#### [SOURCE DOCUMENT]
——
The following summer, director John Landis rented the site to shoot a demolition derby of auto destruction for his latest project, a musical comedy starring John Belushi and Dan Aykroyd as ‘Joliet’ Jake and Elwood, The Blues Brothers. Landis had new shop windows and merchandise put in; he signed up dealerships to stock the car park and mocked-up showrooms with the latest in shiny and fat-rubbered Detroit steel.
The mall was eventually razed to the asphalt in May 2012 but Landis and his team of stunt drivers gave the demolition crew one helluva head start on that summer night back in ’79. The new cars and the mall would be wrecked in one spectacular money shot that was over in a matter of minutes.
By all accounts, that evening’s filming was bang on schedule but then some of the cast and crew began to notice that one of their number was missing. “Nobody could find John,” Dan Aykroyd tells The Blues. “I couldn’t find him on set or in my trailer, his trailer, anyone’s trailer. The radios were going crazy. It was 2am and we had to leave by dawn. Time and money were ticking away. I could just see $150,000 disappearing.
——
#### [THINGS TO DO]
a. List every person the passage about filming The Blues Brothers names with both a first and a last name.
b. According to the passage about filming The Blues Brothers, in what month and year was the mall razed?
c. Reproduce the passage about filming The Blues Brothers from "The mall was" to "see $150,000 disappearing.".

[Dataset items]
——
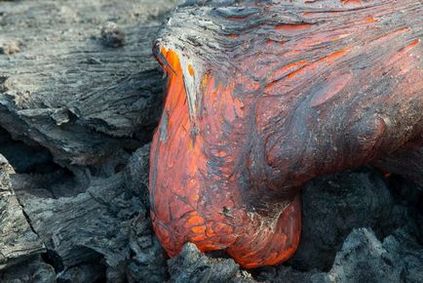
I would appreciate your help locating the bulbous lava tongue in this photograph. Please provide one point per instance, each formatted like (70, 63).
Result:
(194, 189)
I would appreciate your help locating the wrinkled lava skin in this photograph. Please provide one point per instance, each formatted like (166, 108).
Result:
(228, 178)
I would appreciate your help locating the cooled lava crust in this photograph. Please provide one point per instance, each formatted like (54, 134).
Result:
(264, 97)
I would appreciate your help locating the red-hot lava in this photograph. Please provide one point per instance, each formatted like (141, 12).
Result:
(331, 90)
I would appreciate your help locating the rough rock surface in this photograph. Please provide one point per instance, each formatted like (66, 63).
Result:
(77, 113)
(17, 239)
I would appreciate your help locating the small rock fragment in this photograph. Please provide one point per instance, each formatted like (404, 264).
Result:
(10, 47)
(112, 35)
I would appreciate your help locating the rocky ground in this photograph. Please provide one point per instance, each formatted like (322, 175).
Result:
(80, 95)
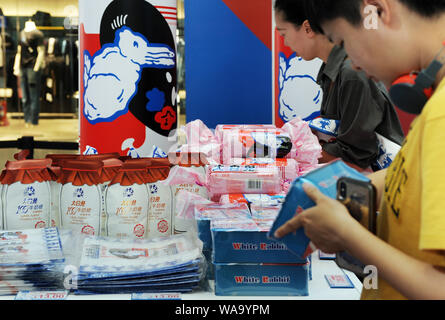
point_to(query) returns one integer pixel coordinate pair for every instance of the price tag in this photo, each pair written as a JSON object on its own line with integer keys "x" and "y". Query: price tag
{"x": 339, "y": 281}
{"x": 326, "y": 256}
{"x": 156, "y": 296}
{"x": 41, "y": 295}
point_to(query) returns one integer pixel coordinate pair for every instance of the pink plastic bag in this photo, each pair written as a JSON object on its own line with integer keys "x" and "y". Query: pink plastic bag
{"x": 289, "y": 169}
{"x": 186, "y": 202}
{"x": 200, "y": 139}
{"x": 305, "y": 146}
{"x": 242, "y": 179}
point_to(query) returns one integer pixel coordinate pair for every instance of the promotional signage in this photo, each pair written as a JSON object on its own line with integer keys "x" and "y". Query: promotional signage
{"x": 128, "y": 75}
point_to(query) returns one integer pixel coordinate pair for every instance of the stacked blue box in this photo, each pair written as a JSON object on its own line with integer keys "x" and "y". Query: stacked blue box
{"x": 247, "y": 263}
{"x": 168, "y": 264}
{"x": 325, "y": 179}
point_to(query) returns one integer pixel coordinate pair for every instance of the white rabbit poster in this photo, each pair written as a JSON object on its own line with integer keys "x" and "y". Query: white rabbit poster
{"x": 128, "y": 76}
{"x": 297, "y": 94}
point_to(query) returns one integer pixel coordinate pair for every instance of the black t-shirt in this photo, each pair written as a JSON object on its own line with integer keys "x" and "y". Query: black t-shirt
{"x": 363, "y": 108}
{"x": 29, "y": 41}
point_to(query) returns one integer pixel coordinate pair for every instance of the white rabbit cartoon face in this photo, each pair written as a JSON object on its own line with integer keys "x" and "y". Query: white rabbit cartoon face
{"x": 299, "y": 95}
{"x": 112, "y": 75}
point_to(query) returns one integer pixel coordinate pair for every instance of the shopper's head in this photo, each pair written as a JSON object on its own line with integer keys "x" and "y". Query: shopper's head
{"x": 292, "y": 24}
{"x": 385, "y": 38}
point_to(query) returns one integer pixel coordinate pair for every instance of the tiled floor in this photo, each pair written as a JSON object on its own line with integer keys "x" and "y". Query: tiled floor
{"x": 63, "y": 130}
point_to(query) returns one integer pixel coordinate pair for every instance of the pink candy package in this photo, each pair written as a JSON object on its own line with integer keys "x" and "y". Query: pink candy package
{"x": 289, "y": 168}
{"x": 253, "y": 142}
{"x": 305, "y": 146}
{"x": 187, "y": 201}
{"x": 200, "y": 139}
{"x": 242, "y": 179}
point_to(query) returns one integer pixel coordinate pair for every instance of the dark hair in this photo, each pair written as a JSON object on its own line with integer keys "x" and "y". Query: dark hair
{"x": 320, "y": 11}
{"x": 293, "y": 11}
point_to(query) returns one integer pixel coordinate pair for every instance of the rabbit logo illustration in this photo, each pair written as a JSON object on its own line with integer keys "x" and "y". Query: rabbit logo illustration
{"x": 117, "y": 68}
{"x": 299, "y": 93}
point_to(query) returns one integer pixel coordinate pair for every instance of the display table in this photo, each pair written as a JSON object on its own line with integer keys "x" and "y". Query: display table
{"x": 319, "y": 288}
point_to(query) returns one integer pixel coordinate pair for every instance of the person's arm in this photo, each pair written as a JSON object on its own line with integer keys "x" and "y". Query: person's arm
{"x": 359, "y": 117}
{"x": 40, "y": 58}
{"x": 378, "y": 180}
{"x": 332, "y": 229}
{"x": 16, "y": 70}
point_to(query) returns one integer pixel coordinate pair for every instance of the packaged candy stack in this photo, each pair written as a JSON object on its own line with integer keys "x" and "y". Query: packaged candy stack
{"x": 253, "y": 141}
{"x": 247, "y": 263}
{"x": 30, "y": 260}
{"x": 189, "y": 174}
{"x": 242, "y": 179}
{"x": 161, "y": 201}
{"x": 325, "y": 178}
{"x": 127, "y": 200}
{"x": 167, "y": 264}
{"x": 26, "y": 195}
{"x": 81, "y": 196}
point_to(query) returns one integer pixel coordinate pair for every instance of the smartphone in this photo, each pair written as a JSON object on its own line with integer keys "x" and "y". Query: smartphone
{"x": 360, "y": 197}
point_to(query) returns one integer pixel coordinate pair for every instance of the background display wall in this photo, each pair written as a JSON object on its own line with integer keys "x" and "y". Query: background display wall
{"x": 57, "y": 20}
{"x": 238, "y": 69}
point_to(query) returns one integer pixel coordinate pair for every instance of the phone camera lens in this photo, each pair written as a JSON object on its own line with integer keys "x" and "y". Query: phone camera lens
{"x": 343, "y": 190}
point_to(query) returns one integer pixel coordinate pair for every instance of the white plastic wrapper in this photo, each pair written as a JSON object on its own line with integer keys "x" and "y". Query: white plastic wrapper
{"x": 127, "y": 211}
{"x": 255, "y": 199}
{"x": 26, "y": 247}
{"x": 1, "y": 207}
{"x": 55, "y": 210}
{"x": 160, "y": 210}
{"x": 289, "y": 169}
{"x": 80, "y": 208}
{"x": 190, "y": 179}
{"x": 116, "y": 256}
{"x": 27, "y": 206}
{"x": 243, "y": 179}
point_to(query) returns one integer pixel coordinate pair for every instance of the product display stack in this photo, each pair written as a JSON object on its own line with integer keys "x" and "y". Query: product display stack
{"x": 30, "y": 260}
{"x": 206, "y": 211}
{"x": 247, "y": 183}
{"x": 117, "y": 266}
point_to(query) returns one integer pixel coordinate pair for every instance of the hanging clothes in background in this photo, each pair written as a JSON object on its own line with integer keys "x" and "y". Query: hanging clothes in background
{"x": 60, "y": 74}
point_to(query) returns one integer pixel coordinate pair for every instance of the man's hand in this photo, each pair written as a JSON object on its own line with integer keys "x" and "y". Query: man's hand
{"x": 325, "y": 224}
——
#### [RESPONSES PER TASK]
a. John Landis, John Belushi, Dan Aykroyd

b. May 2012

c.
The mall was eventually razed to the asphalt in May 2012 but Landis and his team of stunt drivers gave the demolition crew one helluva head start on that summer night back in ’79. The new cars and the mall would be wrecked in one spectacular money shot that was over in a matter of minutes.
By all accounts, that evening’s filming was bang on schedule but then some of the cast and crew began to notice that one of their number was missing. “Nobody could find John,” Dan Aykroyd tells The Blues. “I couldn’t find him on set or in my trailer, his trailer, anyone’s trailer. The radios were going crazy. It was 2am and we had to leave by dawn. Time and money were ticking away. I could just see $150,000 disappearing.